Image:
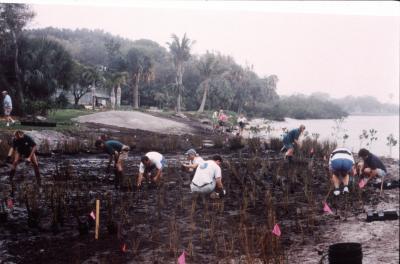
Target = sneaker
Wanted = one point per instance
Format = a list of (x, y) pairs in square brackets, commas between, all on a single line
[(336, 192)]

◇ ◇ ◇ ◇ ◇ ◇ ◇

▸ **Task description**
Rewrite the entries with "sneaker" switched to "running shoe" and every other line left as it is. Omit the pictures.

▸ **Written response**
Image:
Target = running shoe
Wanted = one point per instance
Format = a list of (x, y) pairs in square brackets, commas between, all on a single line
[(336, 192)]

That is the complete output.